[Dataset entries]

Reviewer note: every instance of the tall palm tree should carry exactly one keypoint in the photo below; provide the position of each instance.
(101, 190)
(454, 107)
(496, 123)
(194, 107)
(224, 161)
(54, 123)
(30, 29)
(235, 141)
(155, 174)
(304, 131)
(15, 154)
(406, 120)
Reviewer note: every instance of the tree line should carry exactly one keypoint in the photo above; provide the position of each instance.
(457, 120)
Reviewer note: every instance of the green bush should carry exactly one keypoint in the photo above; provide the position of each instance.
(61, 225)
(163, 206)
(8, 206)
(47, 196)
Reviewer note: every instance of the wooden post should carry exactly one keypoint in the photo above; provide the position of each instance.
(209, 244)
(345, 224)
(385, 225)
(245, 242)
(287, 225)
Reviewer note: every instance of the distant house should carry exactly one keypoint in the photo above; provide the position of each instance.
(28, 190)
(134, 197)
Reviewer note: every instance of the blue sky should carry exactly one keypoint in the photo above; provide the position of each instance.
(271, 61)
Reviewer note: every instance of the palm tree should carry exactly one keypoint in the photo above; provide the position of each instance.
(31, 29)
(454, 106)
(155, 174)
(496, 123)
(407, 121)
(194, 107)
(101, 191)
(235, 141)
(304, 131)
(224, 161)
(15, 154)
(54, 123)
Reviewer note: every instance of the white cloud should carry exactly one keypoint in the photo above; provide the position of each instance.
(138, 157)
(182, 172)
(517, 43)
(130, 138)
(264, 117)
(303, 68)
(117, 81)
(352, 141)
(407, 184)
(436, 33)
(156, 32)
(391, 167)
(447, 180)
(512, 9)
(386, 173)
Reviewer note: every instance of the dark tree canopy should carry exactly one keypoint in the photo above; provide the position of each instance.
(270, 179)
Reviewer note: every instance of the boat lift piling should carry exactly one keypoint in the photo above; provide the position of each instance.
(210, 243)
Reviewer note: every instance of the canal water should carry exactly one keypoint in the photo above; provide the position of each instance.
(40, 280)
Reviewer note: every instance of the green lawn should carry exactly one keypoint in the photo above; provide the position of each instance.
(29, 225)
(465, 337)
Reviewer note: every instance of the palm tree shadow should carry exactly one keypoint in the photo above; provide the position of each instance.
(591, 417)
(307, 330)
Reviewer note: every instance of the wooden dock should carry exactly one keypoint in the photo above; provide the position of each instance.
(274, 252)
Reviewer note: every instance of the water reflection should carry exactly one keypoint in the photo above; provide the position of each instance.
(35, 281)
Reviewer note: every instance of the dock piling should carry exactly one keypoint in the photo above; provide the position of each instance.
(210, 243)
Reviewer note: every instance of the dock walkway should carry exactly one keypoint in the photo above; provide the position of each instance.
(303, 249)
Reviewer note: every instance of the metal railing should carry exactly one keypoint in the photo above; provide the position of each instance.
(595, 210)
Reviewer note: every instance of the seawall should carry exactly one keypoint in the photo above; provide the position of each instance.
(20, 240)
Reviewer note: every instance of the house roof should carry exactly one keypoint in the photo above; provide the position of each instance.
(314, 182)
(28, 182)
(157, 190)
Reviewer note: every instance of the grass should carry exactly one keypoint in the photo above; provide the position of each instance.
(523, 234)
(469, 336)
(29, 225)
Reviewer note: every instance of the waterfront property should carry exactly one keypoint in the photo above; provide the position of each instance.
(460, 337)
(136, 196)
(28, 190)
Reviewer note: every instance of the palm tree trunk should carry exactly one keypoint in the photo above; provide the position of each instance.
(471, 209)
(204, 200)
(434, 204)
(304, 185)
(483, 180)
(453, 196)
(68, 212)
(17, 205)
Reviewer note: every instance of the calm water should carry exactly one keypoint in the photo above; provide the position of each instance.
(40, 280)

> _What you should do_: Reproduce the data above, swapping every occurrence of "exactly one keypoint" for "a single keypoint" and leaving everything else unchanged.

> _Solution for this exercise_:
Reviewer note: every instance of the tall palm tree should carry a single keypoint in the photo below; provide the position of each instance.
(101, 190)
(454, 107)
(496, 123)
(194, 107)
(224, 161)
(54, 123)
(30, 29)
(235, 141)
(155, 174)
(304, 131)
(15, 154)
(406, 120)
Reviewer note: every instance of the tree line should carry a single keypoint in the photo above; provide the position of each instance.
(457, 120)
Reviewer note: every instance of the green bush should carry a single keypoint in the photo above; provide the position of each instance.
(61, 225)
(163, 206)
(8, 206)
(47, 196)
Reviewer note: every instance of the wooden post should carry a single keypoint in the photo above; provide the position of each instance.
(209, 244)
(345, 224)
(385, 225)
(245, 242)
(287, 225)
Reviewer note: every instance of the distant house should carry a single keypoint in the photo above; provide the position of each instance.
(28, 190)
(134, 197)
Reviewer note: every instance of the blue sky should carry a single keypoint in the photo above; provide the position of each instance.
(271, 61)
Reviewer note: every instance of the palm tree should carry a single keypoint in the photo above; provide the position of each instance.
(31, 29)
(454, 106)
(155, 174)
(496, 123)
(407, 121)
(194, 107)
(101, 191)
(235, 141)
(304, 131)
(224, 161)
(15, 154)
(54, 123)
Reviewer note: every instance of the white cloud should carry a single keypoint in the photo above; provide the position of each instance.
(138, 157)
(182, 172)
(517, 43)
(130, 138)
(264, 117)
(303, 68)
(117, 81)
(352, 141)
(407, 184)
(436, 33)
(156, 32)
(391, 167)
(447, 180)
(512, 9)
(386, 173)
Reviewer note: every instance of the dark tree canopy should carry a single keypoint in the photo above; provide the position of each instance.
(270, 179)
Reviewer note: every instance of the boat lift piling should carry a single keypoint in the photo above; provide the position of each instance.
(210, 243)
Reviewer note: every instance of the canal water should carry a single keypoint in the photo above; provide the position of each instance.
(40, 280)
Reviewer note: every instance of the green lawn should carry a single keypoint in the photo above; provide the position of each instance.
(29, 225)
(465, 337)
Reviewer note: every instance of the palm tree shadow should carry a single keypoint in the photo above; provide the position of each instance.
(591, 417)
(307, 330)
Reviewer note: every instance of the wooden dock should carry a single keypoint in the photo above; provide the position of each instance.
(274, 252)
Reviewer note: every instance of the water reflection should carry a single keypoint in the photo above; provide the position of each instance.
(35, 281)
Reviewer note: every instance of the dock piling should carry a single keypoint in the photo above; provide the position of each instance.
(210, 243)
Reviewer note: every instance of the dock walkway should carry a single keypoint in the photo above; provide the position of each instance.
(303, 249)
Reviewer note: every instance of the metal railing should carry a single keypoint in the photo above; provide the position of each instance.
(595, 210)
Reviewer note: every instance of the seawall should carry a single keypoint in the photo above; provide the position of each instance.
(20, 240)
Reviewer note: every instance of the house roof should carry a single keypoint in the photo above; provide the position of each instance.
(314, 182)
(28, 182)
(157, 190)
Reviewer note: every instance of the grass should carry a single keypoint in the photo above; provide the position of each instance.
(523, 234)
(469, 336)
(29, 225)
Reviewer note: every instance of the waterfront property should carry a single keypoint in the photo above; provide the position of each instance.
(460, 337)
(136, 196)
(28, 190)
Reviewer note: every instance of the palm tree trunk should carry a single keypoint in the photo above; provide the position of each instance.
(471, 209)
(204, 200)
(434, 204)
(304, 185)
(483, 180)
(453, 196)
(68, 212)
(17, 205)
Reviewer note: every instance of the calm water should carry a single keypoint in the photo above; provide the position of each instance.
(40, 280)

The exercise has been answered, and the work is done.